- **Requirements**
Reproduce the data below with every "Expected output" switched to "Required output" and all else left unchanged. Leave the pictures out of your copy.

- **Dataset excerpts on object pointing**

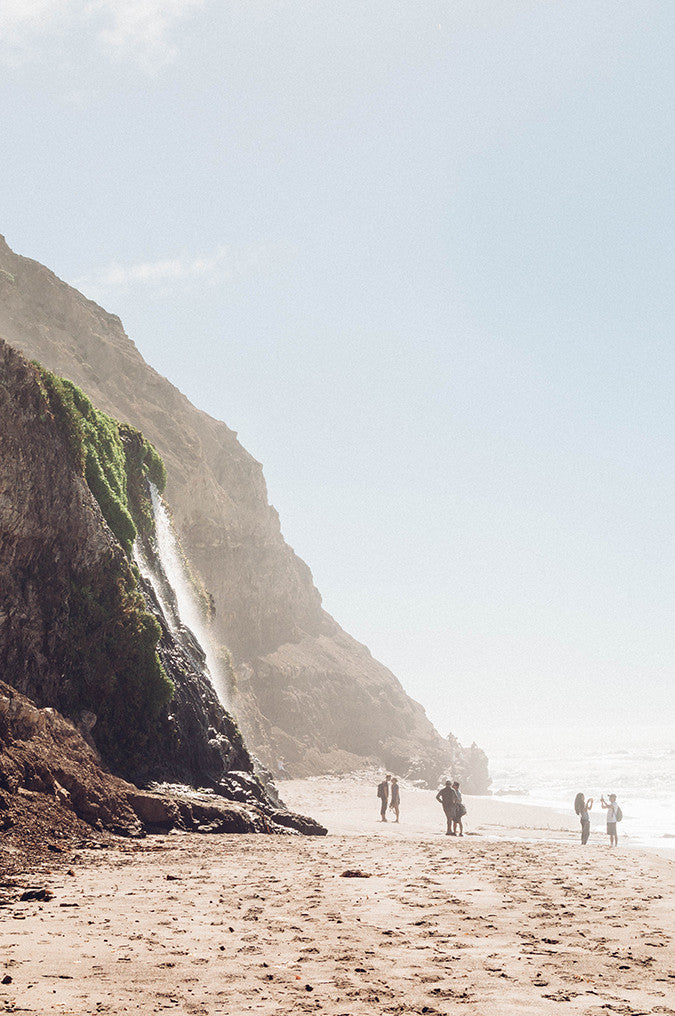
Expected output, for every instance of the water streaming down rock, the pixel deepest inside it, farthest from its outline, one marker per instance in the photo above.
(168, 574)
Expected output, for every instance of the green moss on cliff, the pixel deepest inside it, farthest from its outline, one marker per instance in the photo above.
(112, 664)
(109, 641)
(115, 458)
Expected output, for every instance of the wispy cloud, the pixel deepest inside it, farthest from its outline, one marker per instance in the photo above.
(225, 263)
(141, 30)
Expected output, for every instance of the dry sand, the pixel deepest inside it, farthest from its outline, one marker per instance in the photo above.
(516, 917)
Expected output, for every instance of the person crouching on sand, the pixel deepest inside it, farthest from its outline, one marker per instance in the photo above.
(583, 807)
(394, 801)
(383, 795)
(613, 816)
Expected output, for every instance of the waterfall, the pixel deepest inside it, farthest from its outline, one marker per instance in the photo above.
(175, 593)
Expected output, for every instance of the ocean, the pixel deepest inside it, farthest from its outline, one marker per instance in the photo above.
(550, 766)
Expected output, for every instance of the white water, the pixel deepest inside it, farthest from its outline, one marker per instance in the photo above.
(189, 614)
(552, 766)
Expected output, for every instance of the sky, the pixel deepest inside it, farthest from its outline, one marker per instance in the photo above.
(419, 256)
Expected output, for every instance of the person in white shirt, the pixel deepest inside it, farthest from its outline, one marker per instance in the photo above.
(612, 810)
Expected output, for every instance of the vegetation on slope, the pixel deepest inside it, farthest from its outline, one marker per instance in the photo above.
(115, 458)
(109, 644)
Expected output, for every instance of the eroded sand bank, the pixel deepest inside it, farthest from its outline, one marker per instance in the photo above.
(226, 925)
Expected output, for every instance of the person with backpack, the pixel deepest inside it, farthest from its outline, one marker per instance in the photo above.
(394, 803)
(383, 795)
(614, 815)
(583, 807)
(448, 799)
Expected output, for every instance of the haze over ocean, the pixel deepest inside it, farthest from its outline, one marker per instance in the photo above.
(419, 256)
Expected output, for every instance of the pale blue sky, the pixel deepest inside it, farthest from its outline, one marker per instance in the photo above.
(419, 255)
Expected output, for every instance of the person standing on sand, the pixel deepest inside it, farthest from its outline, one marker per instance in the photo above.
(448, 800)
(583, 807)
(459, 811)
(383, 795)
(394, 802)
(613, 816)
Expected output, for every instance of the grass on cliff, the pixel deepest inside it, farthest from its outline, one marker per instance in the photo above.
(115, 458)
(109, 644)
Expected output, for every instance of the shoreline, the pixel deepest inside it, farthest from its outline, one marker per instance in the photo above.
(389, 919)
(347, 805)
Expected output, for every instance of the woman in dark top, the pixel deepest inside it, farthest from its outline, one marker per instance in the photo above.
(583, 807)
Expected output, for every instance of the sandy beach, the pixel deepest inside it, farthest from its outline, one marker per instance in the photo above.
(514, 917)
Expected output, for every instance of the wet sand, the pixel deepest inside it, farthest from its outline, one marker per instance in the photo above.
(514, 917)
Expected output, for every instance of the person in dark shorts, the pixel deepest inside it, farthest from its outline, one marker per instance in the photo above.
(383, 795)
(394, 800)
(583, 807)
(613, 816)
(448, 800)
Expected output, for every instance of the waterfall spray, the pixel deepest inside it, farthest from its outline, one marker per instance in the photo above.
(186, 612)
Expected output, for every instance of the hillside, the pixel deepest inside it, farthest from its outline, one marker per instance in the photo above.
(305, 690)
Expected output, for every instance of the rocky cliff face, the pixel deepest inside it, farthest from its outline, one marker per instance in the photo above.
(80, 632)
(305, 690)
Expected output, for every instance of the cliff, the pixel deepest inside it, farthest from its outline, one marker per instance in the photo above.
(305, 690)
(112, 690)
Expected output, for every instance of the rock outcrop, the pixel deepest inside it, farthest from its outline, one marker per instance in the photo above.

- **Task solution**
Required output, for every instance of the water streaming down rock, the pixel deepest inside it, farthest from its outline, one marker per instance in the photo above.
(168, 574)
Required output, for every instance of the green moss on cliff, the pixel deepest inside it, farthest from its outline, one marker per instance in the photo above.
(112, 664)
(109, 641)
(115, 458)
Required output, for every instance of the wispy cloud, the pixel deepest inside it, farthest from its outline, one marker per instance in the photo above.
(225, 263)
(141, 30)
Required output, for every instance of the dry sand, the pixel deepest inside it, farthest from its outline, one marker per instance in the photo above.
(516, 917)
Required output, for every instance of the person crouching on sand, the pixel deepest inside it, farthest from its outline, one marker per instance in the photo above.
(583, 807)
(394, 801)
(383, 795)
(613, 816)
Required output, for every instance of the waterfall, the pixel deepest inside it, farthest from its outline, one marker per instance in the photo above.
(175, 593)
Required output, for every instance of the ocean, the pixel deepest inside it, farthest from its outline, one marker per instance in the photo above.
(550, 766)
Required output, for every instance of the white water, the pixel deepest inside it, farthest from its outline, one marker per instance in the photo above.
(189, 614)
(552, 766)
Required output, for every instance of the sky, the pixel deepest inside it, farthest from its outline, one marker per instance in the photo above.
(419, 256)
Required output, for every instance of the person in white shirt, the pixel deepest inside it, farthest from its outline, one marker per instance in the photo above.
(612, 810)
Required output, for every instance of the vegetation on slope, the pixel deepest inside it, farthest from its outline, one marker per instance in the photo above.
(115, 458)
(109, 644)
Required output, for every instance of the eroded sand bank, the pixel deepest inside it, farthest from its outline, one marker per instance in the photo above.
(226, 925)
Required output, for every instance of the person with backpack, the pixel deepest inside it, farthest from its outline, one marker per instance in the photo above.
(394, 803)
(383, 795)
(614, 815)
(583, 807)
(448, 799)
Required output, for every instance of the haze over ocean, the pixel deepest inside it, farthest from its outline, one marker per instance in the photo above.
(419, 256)
Required output, for every instance of the pale blue sky, the pixel deepest inside it, farthest from its outline, one marker per instance in the photo above.
(419, 255)
Required output, for every instance of the person standing on sand, the pixel deepest inside it, farthest from its outline, one marker per instance in the photo above.
(448, 800)
(583, 807)
(459, 811)
(383, 795)
(394, 802)
(613, 816)
Required output, for every instance of the grass on cliff, the pixel deepest inside it, farthest from its outline, one marker per instance in the photo above.
(115, 458)
(109, 644)
Required output, for every instance of the shoreline, the pixel deepest inside it, farthest from its outline, one marker per instance in the photo above.
(389, 919)
(347, 805)
Required output, for every instance of the woman in dark top, the pixel deepest inside it, farthest from its outline, one marker per instance in the photo above.
(583, 807)
Required output, for every instance of the sandy beach, the pixel deepest inside it, farthest from its outline, one marker per instance in the photo above.
(514, 917)
Required output, for every instance of the wet sand, the pixel deepest inside it, farthest from its outline, one marker per instance in the photo above.
(514, 917)
Required output, for every instance of the person in dark shorts, the pixel deepest inside it, farthest from its outline, one marker per instance in the photo above.
(383, 795)
(394, 800)
(583, 807)
(613, 816)
(448, 800)
Required output, for every instance of the waterfall spray, the pixel deepest inside it, farthest from its outline, one marker per instance in the photo above.
(186, 612)
Required output, for every instance of the hillside, the pixel deepest inside it, farthest from its outline, one marker per instance in the photo above.
(305, 690)
Required output, for every instance of the rocky cliff face, the pixel deepest inside it, farthest from its outline, one marker per instance in the photo above.
(80, 632)
(305, 690)
Required output, for every instance of the cliff, the pixel deepest inside it, farthest from its outline, one marker per instance in the photo above.
(305, 690)
(112, 690)
Required output, for every instance of the rock outcrop, the pixel deepest inside it, farthest from its outline, one marker per instance in the photo above.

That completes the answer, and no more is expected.